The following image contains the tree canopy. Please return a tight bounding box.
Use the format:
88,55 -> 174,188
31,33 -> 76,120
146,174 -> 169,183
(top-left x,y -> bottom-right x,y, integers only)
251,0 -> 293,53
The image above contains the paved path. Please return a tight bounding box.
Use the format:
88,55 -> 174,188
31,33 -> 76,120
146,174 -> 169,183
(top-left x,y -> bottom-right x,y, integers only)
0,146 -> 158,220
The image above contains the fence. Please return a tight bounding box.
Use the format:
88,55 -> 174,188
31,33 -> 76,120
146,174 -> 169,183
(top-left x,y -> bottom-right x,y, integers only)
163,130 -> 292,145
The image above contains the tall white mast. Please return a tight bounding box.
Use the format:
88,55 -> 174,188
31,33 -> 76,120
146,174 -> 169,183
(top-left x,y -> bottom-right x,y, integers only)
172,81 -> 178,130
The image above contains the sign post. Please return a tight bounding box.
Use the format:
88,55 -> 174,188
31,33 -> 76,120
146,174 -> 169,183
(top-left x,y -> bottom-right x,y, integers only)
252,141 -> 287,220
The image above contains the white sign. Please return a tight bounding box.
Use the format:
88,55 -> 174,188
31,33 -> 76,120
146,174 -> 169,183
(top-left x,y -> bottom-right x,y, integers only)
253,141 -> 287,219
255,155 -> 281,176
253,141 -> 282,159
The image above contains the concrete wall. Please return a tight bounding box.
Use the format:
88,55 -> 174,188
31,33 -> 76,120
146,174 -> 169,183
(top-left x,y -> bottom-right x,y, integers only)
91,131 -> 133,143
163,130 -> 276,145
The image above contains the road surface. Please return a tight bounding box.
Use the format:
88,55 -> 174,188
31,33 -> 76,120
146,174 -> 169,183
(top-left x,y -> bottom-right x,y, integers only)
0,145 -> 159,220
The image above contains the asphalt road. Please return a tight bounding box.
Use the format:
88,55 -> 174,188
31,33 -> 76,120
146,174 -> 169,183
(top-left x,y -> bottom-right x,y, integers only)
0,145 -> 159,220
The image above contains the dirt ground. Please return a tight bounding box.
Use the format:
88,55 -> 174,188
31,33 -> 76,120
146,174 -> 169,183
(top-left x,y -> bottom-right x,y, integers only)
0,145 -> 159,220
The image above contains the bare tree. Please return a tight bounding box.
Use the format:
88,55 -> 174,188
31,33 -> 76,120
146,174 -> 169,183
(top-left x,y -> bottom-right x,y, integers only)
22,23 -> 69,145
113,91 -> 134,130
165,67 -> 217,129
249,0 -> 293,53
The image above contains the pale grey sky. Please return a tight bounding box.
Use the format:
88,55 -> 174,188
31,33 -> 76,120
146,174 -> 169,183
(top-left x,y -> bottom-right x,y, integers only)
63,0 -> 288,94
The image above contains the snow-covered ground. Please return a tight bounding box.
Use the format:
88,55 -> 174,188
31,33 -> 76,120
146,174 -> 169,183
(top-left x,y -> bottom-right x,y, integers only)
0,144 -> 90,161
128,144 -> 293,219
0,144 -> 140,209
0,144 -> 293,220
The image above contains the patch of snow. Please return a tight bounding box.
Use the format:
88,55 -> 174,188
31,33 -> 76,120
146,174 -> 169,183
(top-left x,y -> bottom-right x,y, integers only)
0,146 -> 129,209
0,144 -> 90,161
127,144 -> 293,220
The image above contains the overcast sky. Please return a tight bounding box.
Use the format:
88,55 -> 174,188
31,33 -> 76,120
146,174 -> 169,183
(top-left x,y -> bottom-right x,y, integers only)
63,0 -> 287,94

--- STATED GOAL ---
Extract every line of the data above that contains the string "snow", treating uppercase and lowercase as different. Copy each matching line in full.

--- TASK RESULT ---
The image above contains the snow-covered ground. Please return a tight bounding box.
The image above contains the patch of snow. Please return a tight bounding box.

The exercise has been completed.